Exercise aim |
Your answer must be every line of the data that contains "gloved".

Material provided |

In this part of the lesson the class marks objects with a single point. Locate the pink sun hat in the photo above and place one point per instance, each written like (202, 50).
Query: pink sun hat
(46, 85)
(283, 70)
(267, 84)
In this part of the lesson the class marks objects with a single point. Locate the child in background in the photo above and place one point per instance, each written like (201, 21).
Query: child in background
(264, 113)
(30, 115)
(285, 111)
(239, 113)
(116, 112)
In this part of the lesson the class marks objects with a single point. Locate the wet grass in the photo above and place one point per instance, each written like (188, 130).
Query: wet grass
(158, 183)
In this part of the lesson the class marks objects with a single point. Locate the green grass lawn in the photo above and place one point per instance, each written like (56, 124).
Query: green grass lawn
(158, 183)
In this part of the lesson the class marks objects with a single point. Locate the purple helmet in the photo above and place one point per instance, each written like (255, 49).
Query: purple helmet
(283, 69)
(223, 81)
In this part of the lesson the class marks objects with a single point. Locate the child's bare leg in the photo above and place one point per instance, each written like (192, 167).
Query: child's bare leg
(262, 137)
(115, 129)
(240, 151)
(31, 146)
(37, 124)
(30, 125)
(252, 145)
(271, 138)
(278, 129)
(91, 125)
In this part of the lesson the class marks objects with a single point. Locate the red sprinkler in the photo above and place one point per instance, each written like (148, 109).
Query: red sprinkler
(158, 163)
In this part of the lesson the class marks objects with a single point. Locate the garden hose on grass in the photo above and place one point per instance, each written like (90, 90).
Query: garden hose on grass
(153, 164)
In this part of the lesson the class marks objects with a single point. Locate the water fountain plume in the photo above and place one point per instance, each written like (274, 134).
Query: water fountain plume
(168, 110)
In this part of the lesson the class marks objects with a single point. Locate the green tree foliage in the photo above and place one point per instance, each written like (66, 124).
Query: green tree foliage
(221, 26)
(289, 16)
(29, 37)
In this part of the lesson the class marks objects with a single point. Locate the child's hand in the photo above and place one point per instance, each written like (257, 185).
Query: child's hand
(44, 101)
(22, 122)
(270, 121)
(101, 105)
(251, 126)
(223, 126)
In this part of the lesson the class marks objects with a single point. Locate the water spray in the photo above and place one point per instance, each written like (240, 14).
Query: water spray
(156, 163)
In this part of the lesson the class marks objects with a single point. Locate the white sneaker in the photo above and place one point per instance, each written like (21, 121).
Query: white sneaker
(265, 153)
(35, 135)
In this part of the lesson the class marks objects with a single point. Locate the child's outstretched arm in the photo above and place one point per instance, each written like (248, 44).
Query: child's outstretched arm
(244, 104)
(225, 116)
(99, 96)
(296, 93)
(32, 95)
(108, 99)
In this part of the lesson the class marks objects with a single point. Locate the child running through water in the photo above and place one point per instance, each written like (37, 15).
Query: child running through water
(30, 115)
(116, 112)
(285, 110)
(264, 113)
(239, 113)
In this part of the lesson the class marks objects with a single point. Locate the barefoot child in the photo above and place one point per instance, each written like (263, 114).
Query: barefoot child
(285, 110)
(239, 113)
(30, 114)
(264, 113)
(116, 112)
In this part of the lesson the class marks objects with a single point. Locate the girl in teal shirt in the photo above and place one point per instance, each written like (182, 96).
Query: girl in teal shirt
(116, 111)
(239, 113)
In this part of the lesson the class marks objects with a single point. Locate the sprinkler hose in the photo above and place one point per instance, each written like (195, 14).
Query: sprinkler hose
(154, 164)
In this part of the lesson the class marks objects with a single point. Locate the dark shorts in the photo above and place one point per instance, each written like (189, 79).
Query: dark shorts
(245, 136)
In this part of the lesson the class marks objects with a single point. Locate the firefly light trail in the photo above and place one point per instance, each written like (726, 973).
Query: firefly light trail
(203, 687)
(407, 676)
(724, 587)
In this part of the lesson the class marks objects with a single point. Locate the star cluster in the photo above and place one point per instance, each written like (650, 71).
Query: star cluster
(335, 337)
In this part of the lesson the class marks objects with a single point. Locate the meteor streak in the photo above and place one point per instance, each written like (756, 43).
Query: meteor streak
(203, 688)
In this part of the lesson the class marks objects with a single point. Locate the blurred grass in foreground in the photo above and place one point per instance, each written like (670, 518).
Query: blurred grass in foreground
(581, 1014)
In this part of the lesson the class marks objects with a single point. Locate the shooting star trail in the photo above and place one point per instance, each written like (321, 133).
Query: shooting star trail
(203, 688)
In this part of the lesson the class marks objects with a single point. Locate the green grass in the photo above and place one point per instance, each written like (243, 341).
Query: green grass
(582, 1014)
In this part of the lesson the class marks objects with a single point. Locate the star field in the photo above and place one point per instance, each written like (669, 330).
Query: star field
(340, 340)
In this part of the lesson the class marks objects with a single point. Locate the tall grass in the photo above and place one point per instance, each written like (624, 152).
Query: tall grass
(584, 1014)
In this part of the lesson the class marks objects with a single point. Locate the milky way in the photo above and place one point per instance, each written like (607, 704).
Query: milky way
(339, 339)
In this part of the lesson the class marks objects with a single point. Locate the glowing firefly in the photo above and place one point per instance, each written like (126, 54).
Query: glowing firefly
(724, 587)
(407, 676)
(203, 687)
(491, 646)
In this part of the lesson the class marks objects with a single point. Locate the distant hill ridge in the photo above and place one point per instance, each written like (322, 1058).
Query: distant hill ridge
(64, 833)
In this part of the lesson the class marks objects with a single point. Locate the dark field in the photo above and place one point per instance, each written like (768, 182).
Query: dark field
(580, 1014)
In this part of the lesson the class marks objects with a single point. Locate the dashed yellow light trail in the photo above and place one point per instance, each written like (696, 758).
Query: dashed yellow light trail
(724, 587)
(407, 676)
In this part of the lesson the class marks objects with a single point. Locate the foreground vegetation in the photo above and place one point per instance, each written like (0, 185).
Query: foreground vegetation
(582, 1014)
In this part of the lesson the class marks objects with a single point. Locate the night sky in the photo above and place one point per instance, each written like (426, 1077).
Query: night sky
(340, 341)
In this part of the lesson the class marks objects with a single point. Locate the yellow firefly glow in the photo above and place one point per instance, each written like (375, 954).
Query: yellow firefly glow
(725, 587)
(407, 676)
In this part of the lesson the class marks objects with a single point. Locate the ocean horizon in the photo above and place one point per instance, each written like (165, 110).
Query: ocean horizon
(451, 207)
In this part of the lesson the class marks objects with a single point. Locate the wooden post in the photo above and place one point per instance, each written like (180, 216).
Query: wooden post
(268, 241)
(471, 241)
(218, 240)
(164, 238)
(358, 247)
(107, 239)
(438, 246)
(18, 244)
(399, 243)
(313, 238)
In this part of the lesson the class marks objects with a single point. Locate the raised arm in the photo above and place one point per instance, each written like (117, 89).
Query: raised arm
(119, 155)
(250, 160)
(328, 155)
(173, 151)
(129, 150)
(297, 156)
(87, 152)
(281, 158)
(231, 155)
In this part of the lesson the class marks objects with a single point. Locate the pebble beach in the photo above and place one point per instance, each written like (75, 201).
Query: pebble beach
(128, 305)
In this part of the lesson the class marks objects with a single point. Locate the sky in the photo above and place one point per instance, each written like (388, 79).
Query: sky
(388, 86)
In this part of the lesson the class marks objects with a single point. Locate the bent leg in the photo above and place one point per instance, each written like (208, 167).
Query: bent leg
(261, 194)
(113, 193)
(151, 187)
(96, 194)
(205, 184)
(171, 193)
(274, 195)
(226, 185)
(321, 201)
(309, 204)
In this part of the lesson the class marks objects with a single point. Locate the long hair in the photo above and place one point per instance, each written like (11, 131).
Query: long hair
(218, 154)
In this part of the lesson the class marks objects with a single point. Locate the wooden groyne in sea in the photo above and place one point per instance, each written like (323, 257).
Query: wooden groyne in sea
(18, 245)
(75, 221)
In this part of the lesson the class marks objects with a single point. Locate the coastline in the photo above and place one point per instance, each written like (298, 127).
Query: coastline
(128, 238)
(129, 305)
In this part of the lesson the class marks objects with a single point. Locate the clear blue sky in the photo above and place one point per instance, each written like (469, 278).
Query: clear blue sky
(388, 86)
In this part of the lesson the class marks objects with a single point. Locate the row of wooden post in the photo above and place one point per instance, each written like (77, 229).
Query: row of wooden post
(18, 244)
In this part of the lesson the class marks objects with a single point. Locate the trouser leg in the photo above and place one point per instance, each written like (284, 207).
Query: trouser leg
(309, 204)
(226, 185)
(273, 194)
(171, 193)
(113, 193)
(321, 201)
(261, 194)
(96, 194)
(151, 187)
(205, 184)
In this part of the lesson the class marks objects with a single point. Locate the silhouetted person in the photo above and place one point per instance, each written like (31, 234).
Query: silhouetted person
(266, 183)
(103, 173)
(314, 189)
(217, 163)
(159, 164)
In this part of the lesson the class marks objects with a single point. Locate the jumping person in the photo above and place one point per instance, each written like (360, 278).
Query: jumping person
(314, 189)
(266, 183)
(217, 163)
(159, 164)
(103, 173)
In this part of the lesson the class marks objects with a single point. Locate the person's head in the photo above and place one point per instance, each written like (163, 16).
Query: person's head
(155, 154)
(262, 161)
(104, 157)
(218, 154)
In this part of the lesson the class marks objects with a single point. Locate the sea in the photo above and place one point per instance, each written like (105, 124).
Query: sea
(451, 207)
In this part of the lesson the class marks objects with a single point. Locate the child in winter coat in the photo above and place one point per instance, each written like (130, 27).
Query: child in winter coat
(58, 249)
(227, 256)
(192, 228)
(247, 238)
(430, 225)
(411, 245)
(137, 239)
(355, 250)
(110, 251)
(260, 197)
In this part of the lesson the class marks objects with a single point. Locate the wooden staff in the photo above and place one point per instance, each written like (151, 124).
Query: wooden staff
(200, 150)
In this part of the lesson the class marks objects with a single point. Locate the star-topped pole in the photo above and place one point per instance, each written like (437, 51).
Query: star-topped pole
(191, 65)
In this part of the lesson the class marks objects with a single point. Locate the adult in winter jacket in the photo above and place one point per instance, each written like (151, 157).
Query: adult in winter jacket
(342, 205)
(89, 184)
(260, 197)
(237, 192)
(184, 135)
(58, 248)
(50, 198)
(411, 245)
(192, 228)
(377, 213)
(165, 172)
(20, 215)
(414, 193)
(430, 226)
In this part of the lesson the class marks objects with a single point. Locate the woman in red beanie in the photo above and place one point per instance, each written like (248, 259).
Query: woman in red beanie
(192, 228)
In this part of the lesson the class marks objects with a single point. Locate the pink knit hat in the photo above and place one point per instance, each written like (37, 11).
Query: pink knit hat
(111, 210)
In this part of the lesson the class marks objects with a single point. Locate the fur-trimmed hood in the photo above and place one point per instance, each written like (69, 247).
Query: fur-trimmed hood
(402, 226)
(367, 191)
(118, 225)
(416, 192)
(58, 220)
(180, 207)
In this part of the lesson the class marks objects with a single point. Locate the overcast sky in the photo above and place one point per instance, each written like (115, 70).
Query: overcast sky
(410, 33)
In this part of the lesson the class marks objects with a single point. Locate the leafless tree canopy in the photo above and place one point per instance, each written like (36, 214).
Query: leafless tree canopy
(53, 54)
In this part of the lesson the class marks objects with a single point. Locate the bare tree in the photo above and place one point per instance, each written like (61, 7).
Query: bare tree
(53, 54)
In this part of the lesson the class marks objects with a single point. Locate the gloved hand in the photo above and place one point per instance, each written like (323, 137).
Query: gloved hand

Solution to the problem |
In this part of the lesson the class marks objects with a single point. Locate the gloved hand in the photo above and place one point per instance, each written like (323, 137).
Query: gloved hand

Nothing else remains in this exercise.